Carry none of the pictures over; write out the complete data exactly.

— BEGIN —

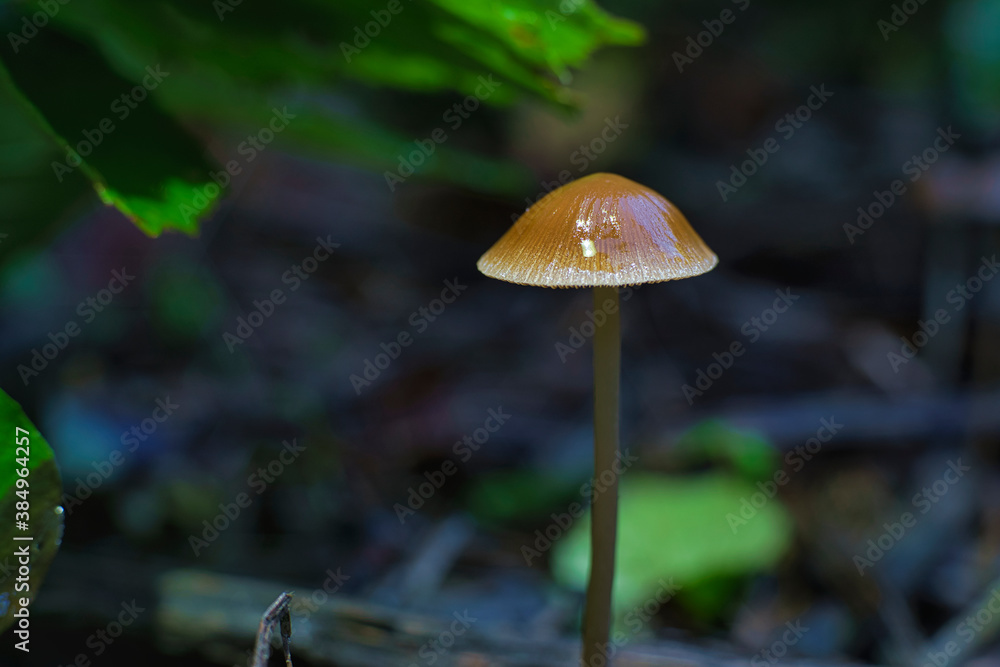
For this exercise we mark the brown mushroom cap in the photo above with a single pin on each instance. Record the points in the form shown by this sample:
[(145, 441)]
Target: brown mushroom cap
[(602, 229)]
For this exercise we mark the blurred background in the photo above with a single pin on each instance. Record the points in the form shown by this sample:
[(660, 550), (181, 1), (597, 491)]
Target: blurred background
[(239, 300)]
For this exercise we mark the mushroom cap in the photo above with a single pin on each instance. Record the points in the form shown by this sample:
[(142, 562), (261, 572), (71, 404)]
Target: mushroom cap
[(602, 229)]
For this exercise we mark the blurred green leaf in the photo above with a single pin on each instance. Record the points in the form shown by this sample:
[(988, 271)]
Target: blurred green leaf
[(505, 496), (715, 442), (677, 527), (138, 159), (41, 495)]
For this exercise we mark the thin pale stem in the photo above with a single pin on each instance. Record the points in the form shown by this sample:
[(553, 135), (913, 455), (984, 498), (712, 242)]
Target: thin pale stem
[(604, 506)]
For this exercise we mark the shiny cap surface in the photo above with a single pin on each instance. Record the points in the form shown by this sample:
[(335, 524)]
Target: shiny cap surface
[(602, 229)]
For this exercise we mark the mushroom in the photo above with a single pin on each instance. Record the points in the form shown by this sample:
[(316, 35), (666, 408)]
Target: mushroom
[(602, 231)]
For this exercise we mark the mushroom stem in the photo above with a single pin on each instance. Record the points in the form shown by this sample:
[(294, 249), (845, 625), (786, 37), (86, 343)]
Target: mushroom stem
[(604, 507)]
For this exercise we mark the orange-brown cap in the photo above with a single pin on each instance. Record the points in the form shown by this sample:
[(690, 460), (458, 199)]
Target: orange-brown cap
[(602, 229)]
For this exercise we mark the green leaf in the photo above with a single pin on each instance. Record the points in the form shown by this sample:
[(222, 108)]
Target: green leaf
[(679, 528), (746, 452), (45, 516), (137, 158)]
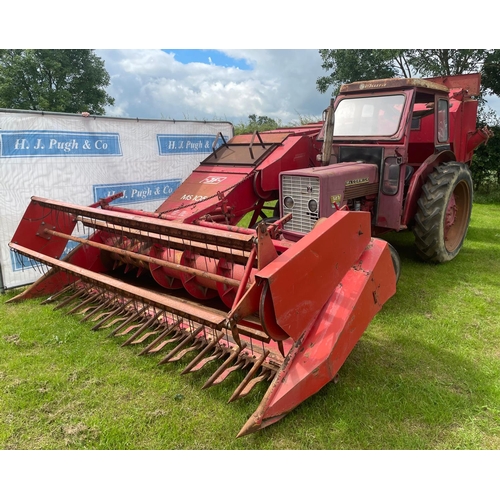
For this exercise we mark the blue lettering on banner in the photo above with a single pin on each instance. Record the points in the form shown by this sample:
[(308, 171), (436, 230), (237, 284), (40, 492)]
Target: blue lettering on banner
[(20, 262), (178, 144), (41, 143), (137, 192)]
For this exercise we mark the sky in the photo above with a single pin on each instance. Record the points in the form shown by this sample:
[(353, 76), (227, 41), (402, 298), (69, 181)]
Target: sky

— END —

- [EXERCISE RESPONSE]:
For this exercise we mark the brown mushroom cap in the photo above with a single pin on each instance. Record the points in the form shown by this sample:
[(145, 441)]
Target: brown mushroom cap
[(602, 229)]
For this exercise we mark the blurred background in the photo above with a single pin on each instance. Record the points in the form shown by this sample:
[(660, 550), (181, 1), (597, 491)]
Target: blurred background
[(239, 300)]
For this exercise we mark the mushroom cap in the photo above with a single pin on each instance. Record the points in the form shown by this sample:
[(142, 562), (261, 572), (71, 404)]
Target: mushroom cap
[(602, 229)]
For this exercise we mark the blurred green leaf in the photo above with a single pin on each instance. Record the points in the form shown by this sample:
[(988, 271)]
Target: blurred green leaf
[(505, 496), (715, 442), (677, 527), (138, 159), (41, 495)]
For this exercise we mark the thin pale stem in the photo above with a single pin on each instance. Record the points in the form shown by this sample:
[(553, 135), (913, 455), (984, 498), (712, 242)]
Target: thin pale stem
[(604, 506)]
For this exercise we mark the shiny cap surface in the photo above with a single pin on each instance. Record the points in the form shown by this sample:
[(335, 524)]
Target: shiny cap surface
[(602, 229)]
For this exercise we mark the mushroom in the photo above with a single pin on each instance. Record the points in the form shown by this sample:
[(316, 35), (666, 408)]
Target: mushroom
[(602, 231)]
For this exercise we mark the mushroom stem in the photo above with a single pin on each instance. Record the points in the form shown by this sample:
[(294, 249), (845, 625), (786, 37), (86, 343)]
Target: mushroom stem
[(604, 507)]
For this exercise we mark the orange-brown cap in the photo above with a single pin on each instance. Record the points in the form shown by this sample:
[(690, 460), (458, 199)]
Target: orange-brown cap
[(602, 229)]
For this exercise we mark the green leaf in the photo above with a single pin on each instance. Record the points in the form shown by this sample:
[(222, 108)]
Target: green leaf
[(679, 528), (746, 452), (45, 516), (137, 158)]
For this exercise we mark the blue lettering on banner in the photo above with a single pin on each instance. Record the points in the form shown by this sample:
[(308, 171), (436, 230), (237, 284), (40, 492)]
Target: blue lettering on banner
[(20, 262), (178, 144), (41, 143), (137, 192)]
For this exercise we mark the sky in the photo above with a single pin on each instance. Record the points in the form shown by this sample:
[(353, 76), (227, 41), (402, 298), (69, 181)]
Target: sky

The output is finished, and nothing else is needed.